++++ Fragmento dado ++++
Europa es un continente con una rica historia revolucionaria pero, si pensamos en cambios sociales profundos y repentinos en la historia occidental, pocos son comparables con la Revolución Francesa. Nunca antes un movimiento político y social impulsado desde abajo, desde la gran mayoría social, había logrado transformar tan radicalmente el mundo: en 1789 no sólo cayó la monarquía absoluta francesa, sino que todo el Antiguo Régimen se vio sacudido desde sus cimientos. Las ideas y lecciones de la Francia revolucionaria se extendieron mucho más allá de las fronteras del país galo, y permearon profundamente la sociedad. Tanto los historiadores reaccionarios como los revolucionarios echan la mirada atrás y fijan en 1789 un antes y un después, un evento de tal magnitud que se considera el fin de la Edad Moderna y el inicio de la Contemporánea. El mundo que conocemos, el mundo en el que vivimos, fue concebido en la Revolución Francesa: conceptos tan interiorizados como izquierda y derecha se remontan, ni más ni menos, a la posición que ocupaba cada grupo en las reuniones de la Convención Nacional
Sin embargo, sería erróneo hablar de una única Revolución Francesa. En los años posteriores a la caída de Luis XVI se vivió una auténtica vorágine política, una sucesión de ensayos teóricos y prácticos sobre cómo debían construir el mundo los que nunca antes habían tenido la oportunidad de hacerlo. Reaccionarios y monárquicos se opusieron al nuevo régimen y combatieron contra la Revolución, mientras los propios revolucionarios se enfrentaban entre sí, divididos en familias, en un país que, por primera vez, tenía su destino en sus manos. No existían doctrinas ni manuales políticos: los revolucionarios, fueran de la familia que fueran, definían la forma que tenían de entender el mundo al transformarlo. En esa lucha por construir la nueva Francia se alternaron unos y otros en repetidas ocasiones, hasta que Napoleón Bonaparte sustituyó la depuesta corona real por un cetro imperial. Por el camino, la intensa experiencia de una década revolucionaria legó ideas y ejemplos a la Europa contemporánea que empezaba a configurarse.
++++ Datos proporcionados ++++
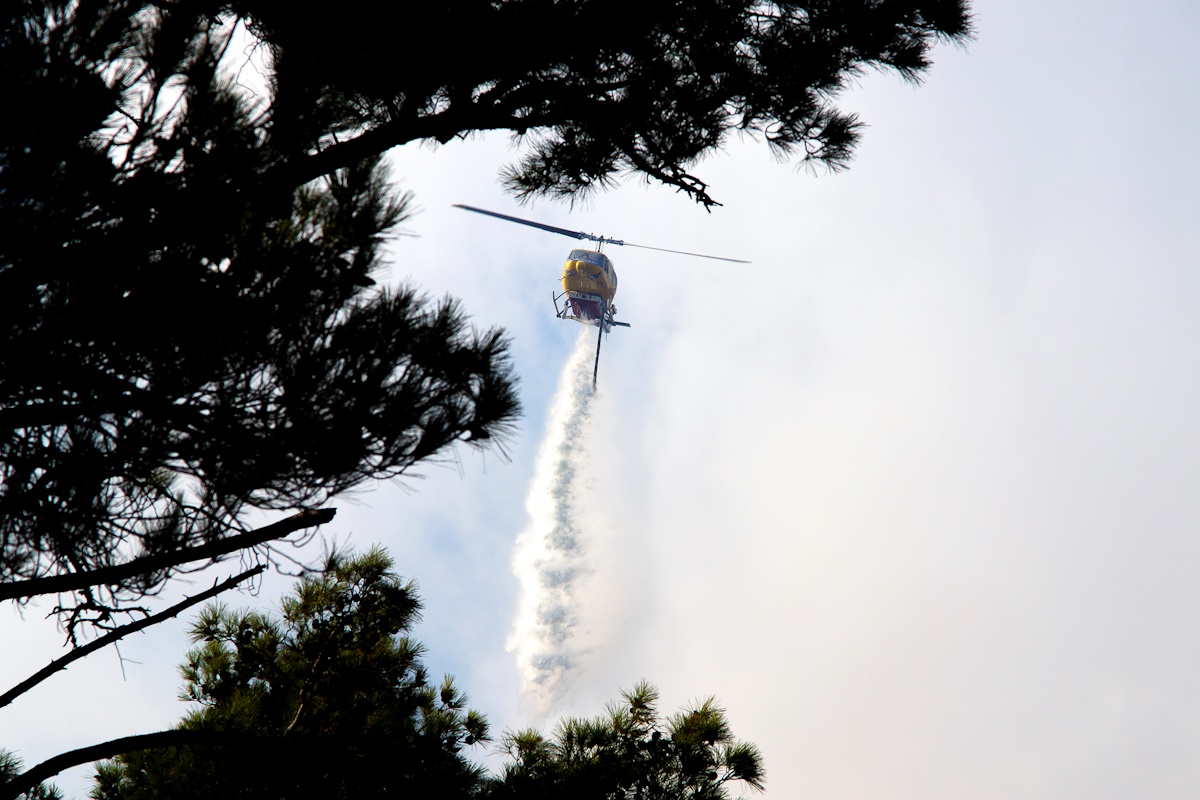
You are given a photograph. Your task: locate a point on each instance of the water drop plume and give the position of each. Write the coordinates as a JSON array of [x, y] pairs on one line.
[[550, 558]]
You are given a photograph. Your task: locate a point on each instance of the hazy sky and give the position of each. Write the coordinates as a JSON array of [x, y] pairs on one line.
[[915, 494]]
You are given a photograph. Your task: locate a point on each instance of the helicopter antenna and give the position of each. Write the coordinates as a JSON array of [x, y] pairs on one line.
[[583, 236]]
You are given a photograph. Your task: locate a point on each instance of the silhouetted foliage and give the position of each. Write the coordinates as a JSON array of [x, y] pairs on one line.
[[331, 701], [191, 326], [185, 338], [630, 753], [10, 768]]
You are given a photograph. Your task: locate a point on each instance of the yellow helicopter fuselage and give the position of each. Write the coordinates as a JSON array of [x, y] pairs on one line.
[[589, 272]]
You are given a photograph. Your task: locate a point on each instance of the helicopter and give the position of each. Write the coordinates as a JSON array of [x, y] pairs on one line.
[[589, 281]]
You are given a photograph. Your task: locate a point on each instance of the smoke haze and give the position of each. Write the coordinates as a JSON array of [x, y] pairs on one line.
[[550, 558]]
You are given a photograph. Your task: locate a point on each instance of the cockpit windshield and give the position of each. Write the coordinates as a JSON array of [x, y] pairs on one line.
[[592, 257]]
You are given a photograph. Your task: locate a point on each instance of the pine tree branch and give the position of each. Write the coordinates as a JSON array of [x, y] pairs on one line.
[[121, 632], [52, 767], [114, 575]]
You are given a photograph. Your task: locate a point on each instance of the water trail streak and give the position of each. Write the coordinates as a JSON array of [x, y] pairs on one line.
[[550, 558]]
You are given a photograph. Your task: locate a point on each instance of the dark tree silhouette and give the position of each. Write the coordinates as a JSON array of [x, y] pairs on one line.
[[631, 752], [333, 701], [191, 330]]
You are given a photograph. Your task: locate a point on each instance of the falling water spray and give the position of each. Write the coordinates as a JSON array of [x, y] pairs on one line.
[[550, 559]]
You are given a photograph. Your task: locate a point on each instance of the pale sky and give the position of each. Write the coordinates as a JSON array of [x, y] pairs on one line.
[[913, 494]]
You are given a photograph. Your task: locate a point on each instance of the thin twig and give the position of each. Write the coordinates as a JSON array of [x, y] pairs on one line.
[[114, 575], [132, 627]]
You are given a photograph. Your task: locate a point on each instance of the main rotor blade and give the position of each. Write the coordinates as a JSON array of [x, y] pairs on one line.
[[583, 236], [679, 252], [573, 234]]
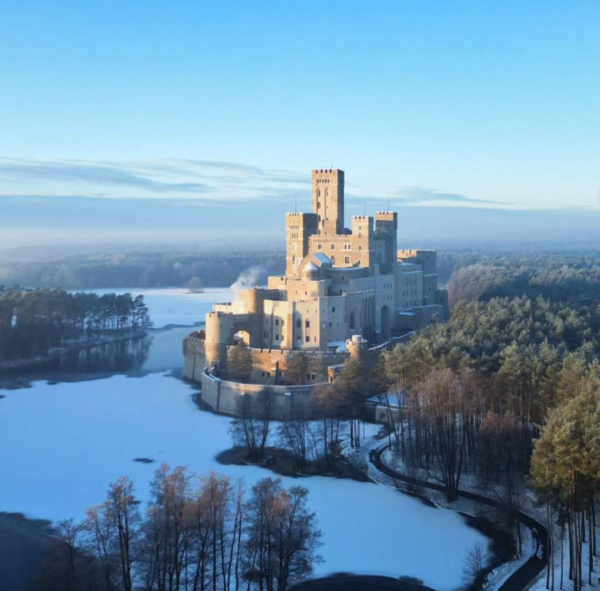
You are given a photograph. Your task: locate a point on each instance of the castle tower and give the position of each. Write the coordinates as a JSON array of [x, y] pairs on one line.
[[386, 228], [299, 227], [219, 334], [328, 200]]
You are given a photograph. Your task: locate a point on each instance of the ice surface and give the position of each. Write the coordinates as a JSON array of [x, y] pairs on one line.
[[62, 444], [175, 305]]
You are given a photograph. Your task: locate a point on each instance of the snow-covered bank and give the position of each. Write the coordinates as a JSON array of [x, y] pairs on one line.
[[61, 445], [175, 305]]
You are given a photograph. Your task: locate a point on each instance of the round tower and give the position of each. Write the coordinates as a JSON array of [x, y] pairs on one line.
[[219, 331]]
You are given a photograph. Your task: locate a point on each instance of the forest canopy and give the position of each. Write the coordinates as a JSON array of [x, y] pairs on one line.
[[32, 321]]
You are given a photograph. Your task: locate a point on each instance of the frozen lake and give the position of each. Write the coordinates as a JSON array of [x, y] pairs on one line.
[[62, 443]]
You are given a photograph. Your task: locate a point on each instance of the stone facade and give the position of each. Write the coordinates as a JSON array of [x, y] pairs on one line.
[[340, 285]]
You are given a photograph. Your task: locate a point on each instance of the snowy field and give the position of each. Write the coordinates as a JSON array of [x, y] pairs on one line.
[[62, 444], [175, 305]]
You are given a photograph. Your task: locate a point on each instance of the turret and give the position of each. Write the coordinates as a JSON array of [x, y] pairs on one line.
[[328, 200], [219, 334]]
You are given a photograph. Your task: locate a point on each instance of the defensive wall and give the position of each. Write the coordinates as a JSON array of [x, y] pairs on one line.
[[287, 401]]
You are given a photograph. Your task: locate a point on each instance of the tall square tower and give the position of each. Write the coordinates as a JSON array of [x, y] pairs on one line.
[[328, 200]]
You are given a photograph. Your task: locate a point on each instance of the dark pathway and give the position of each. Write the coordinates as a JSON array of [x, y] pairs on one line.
[[524, 575]]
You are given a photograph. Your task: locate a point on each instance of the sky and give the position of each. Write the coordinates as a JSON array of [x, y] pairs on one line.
[[201, 120]]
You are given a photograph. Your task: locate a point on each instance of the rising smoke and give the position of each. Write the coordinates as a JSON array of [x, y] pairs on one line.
[[248, 278]]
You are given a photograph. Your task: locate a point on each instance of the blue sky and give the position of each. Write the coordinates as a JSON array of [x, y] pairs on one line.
[[202, 106]]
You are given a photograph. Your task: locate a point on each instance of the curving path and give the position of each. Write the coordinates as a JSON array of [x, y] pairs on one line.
[[524, 575]]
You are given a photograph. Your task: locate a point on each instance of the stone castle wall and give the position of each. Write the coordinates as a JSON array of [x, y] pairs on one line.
[[287, 402]]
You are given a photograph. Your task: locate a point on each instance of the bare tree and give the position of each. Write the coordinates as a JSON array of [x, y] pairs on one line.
[[251, 428], [283, 538], [474, 563]]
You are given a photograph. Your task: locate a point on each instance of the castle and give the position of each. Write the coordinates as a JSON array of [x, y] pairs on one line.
[[344, 291]]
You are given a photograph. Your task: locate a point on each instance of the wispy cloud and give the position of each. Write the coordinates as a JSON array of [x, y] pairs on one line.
[[422, 195], [166, 177]]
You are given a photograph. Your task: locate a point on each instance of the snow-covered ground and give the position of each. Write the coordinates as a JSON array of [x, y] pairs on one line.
[[175, 305], [62, 444]]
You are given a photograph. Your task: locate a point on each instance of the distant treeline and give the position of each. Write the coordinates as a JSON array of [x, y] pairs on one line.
[[142, 270], [516, 272], [32, 321], [557, 277]]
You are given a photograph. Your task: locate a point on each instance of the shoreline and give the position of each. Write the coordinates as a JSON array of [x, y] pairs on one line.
[[24, 542], [18, 365]]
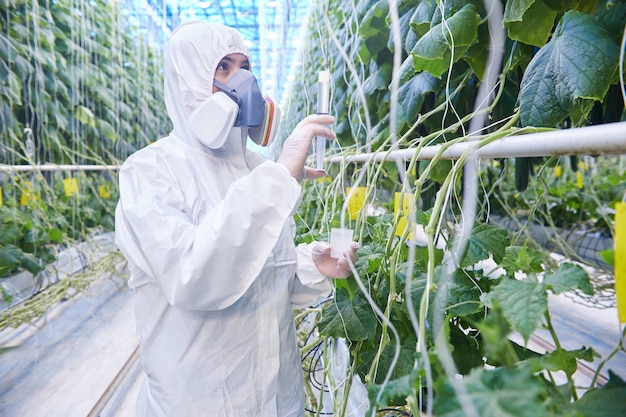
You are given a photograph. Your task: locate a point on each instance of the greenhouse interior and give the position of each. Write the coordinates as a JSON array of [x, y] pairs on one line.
[[477, 159]]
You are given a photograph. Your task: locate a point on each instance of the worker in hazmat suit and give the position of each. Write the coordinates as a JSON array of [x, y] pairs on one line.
[[207, 229]]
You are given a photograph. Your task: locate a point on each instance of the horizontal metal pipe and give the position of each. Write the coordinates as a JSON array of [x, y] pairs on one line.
[[55, 167], [608, 139]]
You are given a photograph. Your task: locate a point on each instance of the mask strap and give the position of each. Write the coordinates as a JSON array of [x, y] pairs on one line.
[[230, 92], [223, 87]]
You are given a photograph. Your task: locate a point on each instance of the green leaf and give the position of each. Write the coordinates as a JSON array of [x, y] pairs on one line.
[[31, 263], [567, 277], [411, 96], [563, 360], [374, 30], [501, 392], [350, 319], [523, 303], [378, 79], [521, 258], [10, 257], [444, 44], [607, 401], [529, 21], [579, 62], [56, 235], [9, 233], [107, 130], [420, 21], [484, 240], [85, 116]]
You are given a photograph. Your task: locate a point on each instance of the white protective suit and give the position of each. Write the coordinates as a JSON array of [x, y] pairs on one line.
[[208, 235]]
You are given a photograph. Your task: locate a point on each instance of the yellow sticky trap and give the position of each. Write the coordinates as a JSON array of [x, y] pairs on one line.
[[71, 186], [356, 200], [103, 191], [404, 208], [620, 260], [579, 179]]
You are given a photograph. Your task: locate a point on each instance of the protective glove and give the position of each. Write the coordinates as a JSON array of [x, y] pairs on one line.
[[332, 267], [297, 146]]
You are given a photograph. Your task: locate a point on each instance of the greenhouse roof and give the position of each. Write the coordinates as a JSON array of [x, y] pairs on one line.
[[270, 28]]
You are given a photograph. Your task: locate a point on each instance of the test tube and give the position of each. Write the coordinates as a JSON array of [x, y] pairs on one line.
[[323, 92]]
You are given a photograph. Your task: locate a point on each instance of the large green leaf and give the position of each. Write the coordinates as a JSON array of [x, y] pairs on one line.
[[567, 277], [523, 303], [529, 21], [445, 43], [500, 392], [484, 240], [579, 62], [374, 30], [606, 401], [411, 96], [350, 319]]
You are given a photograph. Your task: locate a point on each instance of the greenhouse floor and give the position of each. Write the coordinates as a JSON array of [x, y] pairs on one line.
[[83, 361], [69, 364]]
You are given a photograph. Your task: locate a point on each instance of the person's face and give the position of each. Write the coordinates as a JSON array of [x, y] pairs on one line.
[[228, 66]]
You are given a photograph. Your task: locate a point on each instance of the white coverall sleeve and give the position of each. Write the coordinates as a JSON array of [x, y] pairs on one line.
[[210, 265], [310, 284]]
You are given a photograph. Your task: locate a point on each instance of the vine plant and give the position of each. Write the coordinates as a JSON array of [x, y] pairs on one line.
[[79, 85], [417, 315]]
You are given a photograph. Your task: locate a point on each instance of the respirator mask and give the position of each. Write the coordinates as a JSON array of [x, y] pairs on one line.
[[260, 115], [238, 104]]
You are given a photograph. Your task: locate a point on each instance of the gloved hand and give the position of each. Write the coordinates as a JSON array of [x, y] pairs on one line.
[[297, 146], [332, 267]]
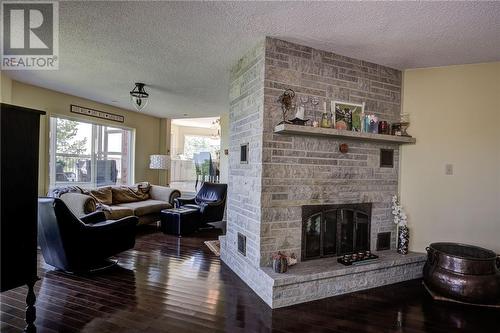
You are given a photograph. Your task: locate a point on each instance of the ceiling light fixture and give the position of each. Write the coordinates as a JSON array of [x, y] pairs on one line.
[[139, 97]]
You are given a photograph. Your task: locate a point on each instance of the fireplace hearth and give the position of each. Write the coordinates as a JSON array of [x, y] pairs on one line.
[[335, 230]]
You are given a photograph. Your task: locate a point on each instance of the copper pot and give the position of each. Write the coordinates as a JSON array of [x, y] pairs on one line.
[[463, 272]]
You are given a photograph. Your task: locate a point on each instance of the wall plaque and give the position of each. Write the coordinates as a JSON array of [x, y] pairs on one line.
[[96, 113]]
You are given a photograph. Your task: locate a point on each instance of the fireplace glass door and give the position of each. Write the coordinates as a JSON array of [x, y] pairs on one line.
[[334, 231]]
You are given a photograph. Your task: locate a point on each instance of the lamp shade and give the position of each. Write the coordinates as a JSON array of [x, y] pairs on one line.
[[160, 162]]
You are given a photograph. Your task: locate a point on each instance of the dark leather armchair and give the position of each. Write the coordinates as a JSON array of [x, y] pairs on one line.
[[74, 244], [210, 201]]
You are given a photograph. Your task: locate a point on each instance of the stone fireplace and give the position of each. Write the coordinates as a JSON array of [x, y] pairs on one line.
[[335, 230], [285, 175]]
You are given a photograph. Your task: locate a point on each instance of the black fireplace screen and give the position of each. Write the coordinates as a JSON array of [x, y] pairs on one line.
[[335, 230]]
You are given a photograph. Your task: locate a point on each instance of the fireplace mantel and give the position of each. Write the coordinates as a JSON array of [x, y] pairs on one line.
[[341, 134]]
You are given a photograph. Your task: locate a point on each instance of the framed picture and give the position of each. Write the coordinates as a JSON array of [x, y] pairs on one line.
[[348, 116]]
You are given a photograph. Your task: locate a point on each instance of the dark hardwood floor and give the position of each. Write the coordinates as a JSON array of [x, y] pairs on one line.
[[169, 284]]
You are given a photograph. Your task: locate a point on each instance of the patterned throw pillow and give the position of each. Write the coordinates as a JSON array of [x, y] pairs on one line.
[[102, 195]]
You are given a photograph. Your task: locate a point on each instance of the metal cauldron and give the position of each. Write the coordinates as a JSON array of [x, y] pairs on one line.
[[463, 272]]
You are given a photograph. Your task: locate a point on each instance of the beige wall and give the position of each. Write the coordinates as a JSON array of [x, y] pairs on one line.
[[224, 144], [147, 128], [455, 116]]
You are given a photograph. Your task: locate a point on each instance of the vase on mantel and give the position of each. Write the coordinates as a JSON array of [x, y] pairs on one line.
[[403, 239]]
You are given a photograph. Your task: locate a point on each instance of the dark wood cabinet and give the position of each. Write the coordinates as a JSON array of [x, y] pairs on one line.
[[19, 141]]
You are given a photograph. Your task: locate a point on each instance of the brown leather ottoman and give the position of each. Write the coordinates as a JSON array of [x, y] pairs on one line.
[[179, 221]]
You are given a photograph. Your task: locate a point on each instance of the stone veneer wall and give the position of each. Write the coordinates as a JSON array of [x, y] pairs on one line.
[[285, 172], [301, 170]]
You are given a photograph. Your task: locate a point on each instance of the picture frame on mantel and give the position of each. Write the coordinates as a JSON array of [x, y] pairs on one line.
[[348, 116]]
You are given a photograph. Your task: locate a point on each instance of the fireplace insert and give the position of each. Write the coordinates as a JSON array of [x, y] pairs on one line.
[[335, 230]]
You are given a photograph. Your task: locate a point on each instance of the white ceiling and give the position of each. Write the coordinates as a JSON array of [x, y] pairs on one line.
[[183, 50]]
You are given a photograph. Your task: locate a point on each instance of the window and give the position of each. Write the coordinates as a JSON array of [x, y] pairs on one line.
[[89, 155]]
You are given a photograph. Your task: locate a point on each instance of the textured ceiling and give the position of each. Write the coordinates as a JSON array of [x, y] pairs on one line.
[[183, 50]]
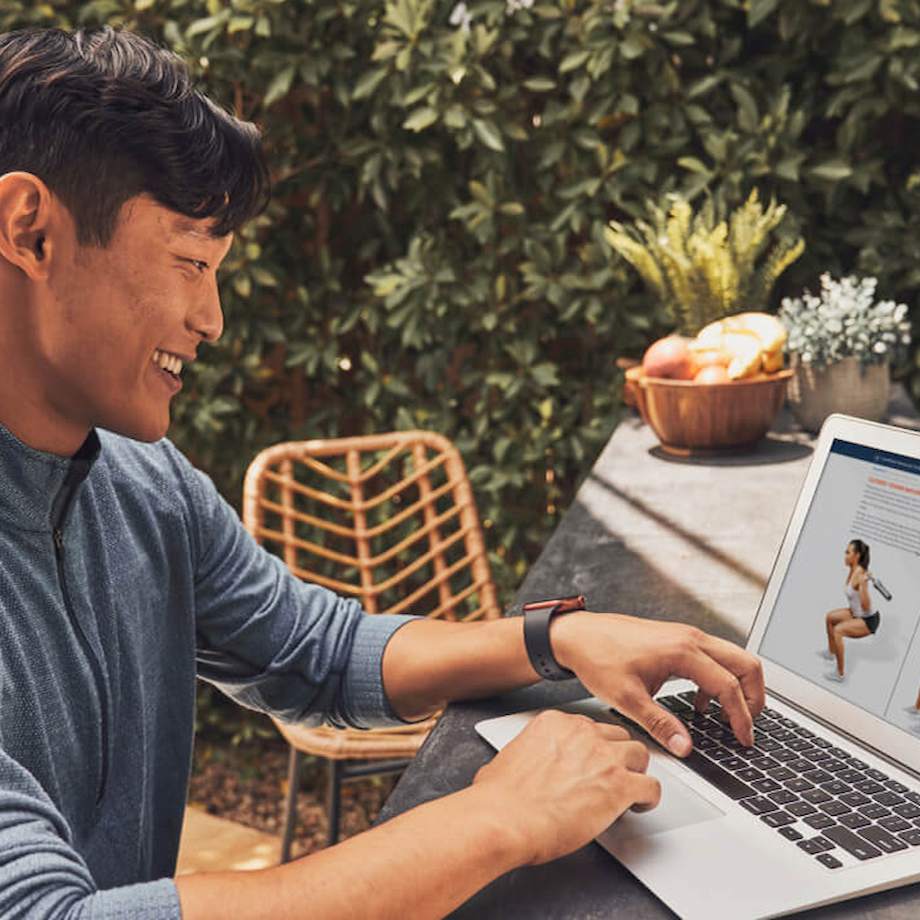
++++
> **Reto A**: Pasa a una tabla Markdown todo lo que va en las entradas desde la línea que contiene "the greenhouse roof" hasta la que contiene "96], [350, 319]]", ambas incluidas, sin las líneas en blanco. Usa las columnas "Fila", con el número de fila, y "Línea", con el texto de cada línea.
> **Reto B**: Sigue escribiendo el texto sobre la Revolución Francesa a partir de su última frase.

> **Respuesta A**:
| Fila | Línea |
|---|---|
| 1 | You are given a photograph. Your task: locate a point on each instance of the greenhouse roof and give the position of each. Write the coordinates as a JSON array of [x, y] pairs on one line. |
| 2 | [[270, 28]] |
| 3 | You are given a photograph. Your task: locate a point on each instance of the test tube and give the position of each. Write the coordinates as a JSON array of [x, y] pairs on one line. |
| 4 | [[323, 92]] |
| 5 | You are given a photograph. Your task: locate a point on each instance of the large green leaf and give the position of each. Write the coordinates as a JSON array of [x, y] pairs on one line. |
| 6 | [[567, 277], [523, 303], [529, 21], [445, 43], [500, 392], [484, 240], [579, 62], [374, 30], [606, 401], [411, 96], [350, 319]] |

> **Respuesta B**:
Louis Antoine de Saint-Just fue uno de los protagonistas de esa Revolución, uno de esos hombres que cambiaron la historia. Se alistó en la Guardia Nacional nada más estallar la revolución, ascendiendo rápidamente. Fue elegido diputado de la Convención Nacional en 1792, convirtiéndose en el más joven en ganar un escaño, con tan sólo 25 años. Cuando el parlamento revolucionario debatía cuál debía ser la suerte de Luis XVI después de su intento de fuga, Saint-Just tomó la palabra para condenarlo a muerte: el rey sería guillotinado apenas dos meses después. Redactó la Constitución de 1793, se convirtió en la mano derecha de Robespierre, dirigió al ejército revolucionario a la victoria en el Rin y en Bélgica, y fue elegido presidente de la Convención Nacional. Famoso por su firmeza y lealtad con la causa revolucionaria, y por su dureza contra los enemigos de la Convención, recibió el sobrenombre de Arcángel del Terror. Cuando los jacobinos cayeron, tuvo la opción de colaborar con el nuevo gobierno, pero prefirió acompañar a Robespierre a la guillotina: tenía 27 años cuando fue decapitado.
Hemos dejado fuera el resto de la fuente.